▸ **Excerpted text**:
I need to parse data from a website: https://finance.yahoo.com/quote/MSFT/community.
I am trying to scrape the time of the post. For example "21 hours ago".
HTML code of the site. I am trying to extract time from
<span class = "F....>21 hours ago<...
<li class="comment Pend(2px) Mt(5px) Mb(11px) P(12px) " data-reactid="24">
<div class="Pos(r) Pstart(52px) " data-reactid="25">
<div class="Fz(12px) Mend(20px) Mb(5px)" data-reactid="26">
<div class="avatar D(ib) Bdrs(46.5%) Pos(a) Start(0) Cur(p)" data-reactid="27">...</div>
<button aria-label="See reaction history for 💰Chef💰" class="D(ib) Fw(b) P(0) Bd(0) M(0) Mend(10px)
Fz(16px) Ta(start) C($c-fuji-blue-1-a)" data-reactid="31">💰Chef💰</button>
<span class="Fz(12px) C(#828c93)"><span>21 hours ago</span></span>
<div class="Wow(bw)" data-reactid="33">...</div>
<div class="Py(4px)" data-reactid="39">...</div>
<div>...</div>
<div class="Pos(r) Pt(5px)" data-reactid="45">...</div>
</div>
</li>
The issue is, I am not able to find the time after reading the data using beautifulsoup. Here is the code which I have written.
source = requests.get(url).text
soup = BeautifulSoup(source, 'lxml')

[Coordinate labeling data]
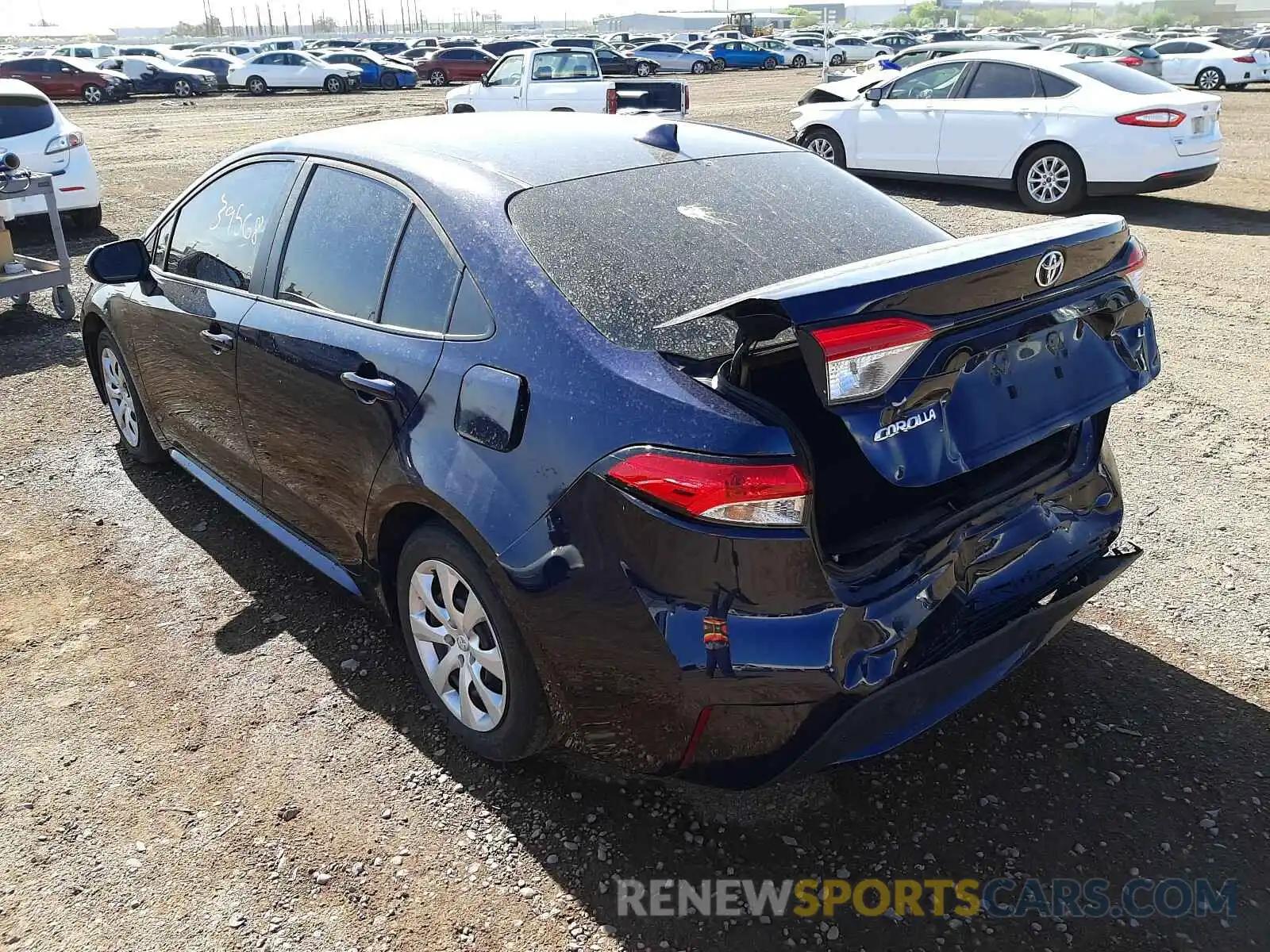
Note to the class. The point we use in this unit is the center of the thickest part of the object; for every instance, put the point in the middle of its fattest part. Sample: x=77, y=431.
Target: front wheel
x=826, y=144
x=1210, y=79
x=130, y=418
x=467, y=649
x=1051, y=179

▸ **Task instructions**:
1/ In the scraping excerpt, which library does the poster use to parse the page after fetching it?
2/ Duplicate everything in the scraping excerpt from "I need to parse" down to "Bd(0) M(0) Mend(10px)".

▸ **Answers to each task**:
1/ BeautifulSoup, with the lxml parser.

2/
I need to parse data from a website: https://finance.yahoo.com/quote/MSFT/community.
I am trying to scrape the time of the post. For example "21 hours ago".
HTML code of the site. I am trying to extract time from
<span class = "F....>21 hours ago<...
<li class="comment Pend(2px) Mt(5px) Mb(11px) P(12px) " data-reactid="24">
<div class="Pos(r) Pstart(52px) " data-reactid="25">
<div class="Fz(12px) Mend(20px) Mb(5px)" data-reactid="26">
<div class="avatar D(ib) Bdrs(46.5%) Pos(a) Start(0) Cur(p)" data-reactid="27">...</div>
<button aria-label="See reaction history for 💰Chef💰" class="D(ib) Fw(b) P(0) Bd(0) M(0) Mend(10px)